=== Material supplied ===

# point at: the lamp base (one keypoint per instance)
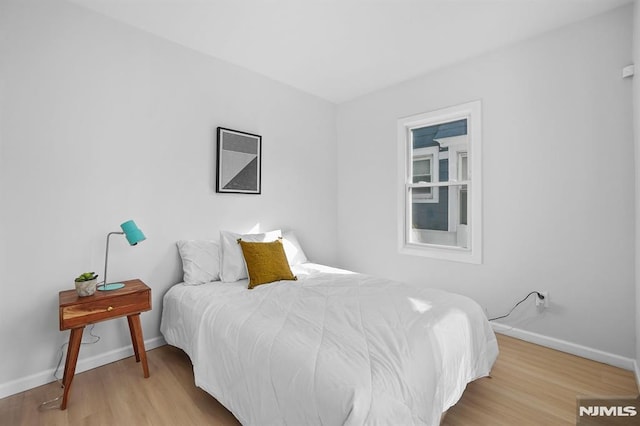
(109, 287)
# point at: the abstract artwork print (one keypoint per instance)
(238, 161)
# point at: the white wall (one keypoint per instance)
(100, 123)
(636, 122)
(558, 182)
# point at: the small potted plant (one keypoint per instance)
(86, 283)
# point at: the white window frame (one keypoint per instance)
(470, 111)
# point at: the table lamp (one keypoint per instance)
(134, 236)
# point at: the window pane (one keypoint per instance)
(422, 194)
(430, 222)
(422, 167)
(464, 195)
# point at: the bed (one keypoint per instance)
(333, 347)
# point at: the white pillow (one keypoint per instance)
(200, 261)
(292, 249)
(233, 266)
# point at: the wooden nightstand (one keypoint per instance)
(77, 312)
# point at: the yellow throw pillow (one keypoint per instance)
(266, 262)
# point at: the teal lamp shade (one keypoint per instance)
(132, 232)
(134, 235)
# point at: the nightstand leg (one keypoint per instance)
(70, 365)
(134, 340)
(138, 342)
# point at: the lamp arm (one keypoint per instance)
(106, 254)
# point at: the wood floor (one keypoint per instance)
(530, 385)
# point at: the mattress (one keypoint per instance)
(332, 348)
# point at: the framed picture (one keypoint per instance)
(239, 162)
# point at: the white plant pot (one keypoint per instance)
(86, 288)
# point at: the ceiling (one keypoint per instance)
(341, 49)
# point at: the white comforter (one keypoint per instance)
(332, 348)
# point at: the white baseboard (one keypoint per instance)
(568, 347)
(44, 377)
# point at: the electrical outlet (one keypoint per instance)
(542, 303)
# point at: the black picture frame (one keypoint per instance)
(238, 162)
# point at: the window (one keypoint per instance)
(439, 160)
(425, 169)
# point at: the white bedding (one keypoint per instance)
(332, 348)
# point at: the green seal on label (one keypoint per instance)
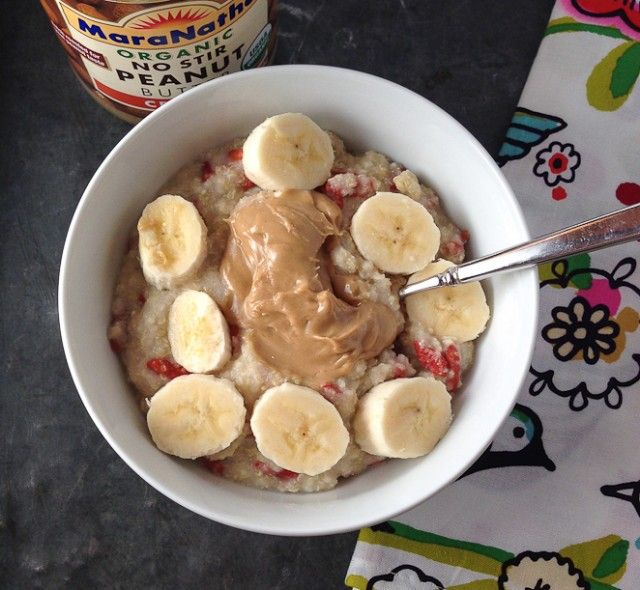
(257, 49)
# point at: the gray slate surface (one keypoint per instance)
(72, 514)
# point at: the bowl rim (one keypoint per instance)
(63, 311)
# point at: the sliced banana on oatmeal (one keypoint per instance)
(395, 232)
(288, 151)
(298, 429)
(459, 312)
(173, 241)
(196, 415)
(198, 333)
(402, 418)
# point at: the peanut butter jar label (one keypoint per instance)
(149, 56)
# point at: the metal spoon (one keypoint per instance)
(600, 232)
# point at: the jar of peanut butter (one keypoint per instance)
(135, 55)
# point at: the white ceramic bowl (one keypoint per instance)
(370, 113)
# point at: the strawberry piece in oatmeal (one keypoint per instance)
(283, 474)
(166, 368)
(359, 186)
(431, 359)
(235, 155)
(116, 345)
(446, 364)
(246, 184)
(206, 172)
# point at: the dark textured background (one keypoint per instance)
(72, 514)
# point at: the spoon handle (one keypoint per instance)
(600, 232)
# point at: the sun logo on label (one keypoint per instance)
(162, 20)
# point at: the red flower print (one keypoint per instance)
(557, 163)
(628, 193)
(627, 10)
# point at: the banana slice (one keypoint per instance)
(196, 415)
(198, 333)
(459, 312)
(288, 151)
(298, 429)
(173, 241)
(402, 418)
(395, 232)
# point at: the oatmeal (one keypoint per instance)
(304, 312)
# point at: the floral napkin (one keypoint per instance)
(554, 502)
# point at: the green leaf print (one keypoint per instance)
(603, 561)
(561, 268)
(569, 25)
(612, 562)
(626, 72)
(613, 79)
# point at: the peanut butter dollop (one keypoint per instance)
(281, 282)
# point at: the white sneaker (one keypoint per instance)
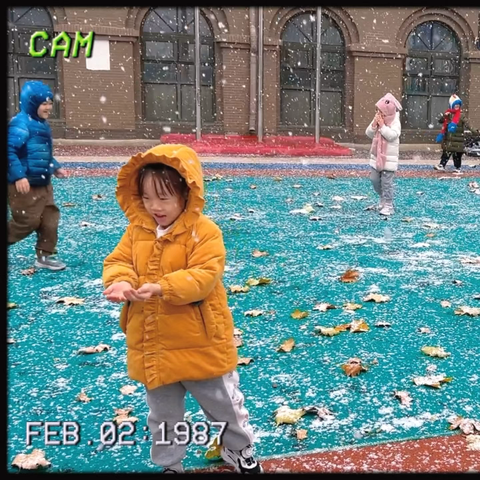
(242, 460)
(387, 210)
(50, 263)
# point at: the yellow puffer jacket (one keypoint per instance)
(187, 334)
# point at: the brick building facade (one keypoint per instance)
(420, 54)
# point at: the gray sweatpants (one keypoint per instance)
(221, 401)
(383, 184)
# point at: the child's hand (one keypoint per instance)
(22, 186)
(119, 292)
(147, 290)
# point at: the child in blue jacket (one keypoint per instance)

===

What this task involves:
Reproduce these rows with "one keypoint per instance" swapped for "one point per instance" everywhere and nothing else changed, leaving out the pictures.

Response for this exercise:
# point at: the lamp base (one point per instance)
(109, 287)
# point at: the abstract artwork print (one point per instance)
(238, 161)
# point at: the white wall (one point per instance)
(100, 123)
(636, 122)
(558, 182)
# point at: the small potted plant (one point per instance)
(86, 283)
# point at: the white window frame (one point per instance)
(470, 111)
# point at: the table lamp (one point per instance)
(134, 236)
# point at: the window pane (one point per instance)
(422, 194)
(430, 222)
(422, 167)
(464, 195)
# point at: the bed (one point per instance)
(333, 347)
# point at: the white pillow (one point per instance)
(200, 261)
(292, 249)
(233, 266)
# point at: the wooden nightstand (one point per instance)
(77, 312)
# point at: the yellow throw pillow (one point per instance)
(266, 262)
# point at: the teal lamp shade (one point per instance)
(132, 232)
(134, 235)
# point at: the nightstand leg (one point per instance)
(70, 365)
(134, 340)
(138, 342)
# point at: the lamp arm (one point per instance)
(106, 254)
# point at: the wood floor (one point per instance)
(530, 385)
# point at: the mattress (one point per instance)
(332, 348)
# point at: the framed picture (one point per instance)
(239, 162)
# point at: the white plant pot (one point per instance)
(86, 288)
# point at: the ceiling (one point per instance)
(341, 49)
# point at: the white comforter (one point per instance)
(332, 348)
# point at: the white baseboard (one point per instance)
(568, 347)
(44, 377)
# point at: the electrical outlet (one point per instance)
(542, 303)
# point at: the black picture frame (one point per instance)
(238, 162)
# point at: the window (one point per instance)
(439, 160)
(425, 169)
# point at: the white bedding (one point per instance)
(332, 348)
# point at: the green seal on label (one point per instance)
(257, 49)
# point at: the gray slate surface (one point per instance)
(72, 514)
# point at: the bowl rim (one point per instance)
(63, 311)
# point at: the sliced banana on oatmeal (one point per instance)
(395, 232)
(288, 151)
(298, 429)
(459, 312)
(173, 241)
(196, 415)
(198, 333)
(402, 418)
# point at: the peanut butter jar label (one point per instance)
(149, 56)
# point at: the metal spoon (one point per instance)
(600, 232)
# point at: the jar of peanut butter (one point per instance)
(135, 55)
# point at: the white ceramic bowl (one point per instance)
(370, 113)
# point at: the strawberry piece in oatmeal (one point per instance)
(283, 474)
(166, 368)
(359, 186)
(431, 359)
(235, 155)
(116, 345)
(446, 364)
(246, 184)
(206, 172)
# point at: the dark textured background (one point per instance)
(72, 514)
# point at: the spoon handle (one point per instance)
(600, 232)
# point at: the sun logo on label (one point per instance)
(162, 20)
# point at: the red flower print (one point per instance)
(557, 163)
(628, 193)
(627, 10)
# point at: the banana slice (one point per instance)
(196, 415)
(198, 333)
(459, 312)
(288, 151)
(298, 429)
(173, 241)
(402, 418)
(395, 232)
# point at: the oatmeal (one point per instance)
(304, 312)
# point at: the floral napkin (one point per instance)
(554, 502)
# point at: the green leaf print (one point per instance)
(603, 561)
(561, 268)
(569, 25)
(612, 562)
(626, 72)
(613, 79)
# point at: the peanut butter dollop (one point per instance)
(281, 282)
# point at: the white sneaker (one point per instance)
(242, 460)
(387, 210)
(50, 263)
# point at: the yellow puffer jacket (one point per instance)
(187, 334)
# point at: the brick building facade (one point per instance)
(420, 54)
# point at: the gray sweatpants (one point per instance)
(221, 401)
(383, 184)
# point at: the child's hand (one point per instance)
(22, 186)
(119, 292)
(147, 290)
# point at: the child in blue jacket (one point per instance)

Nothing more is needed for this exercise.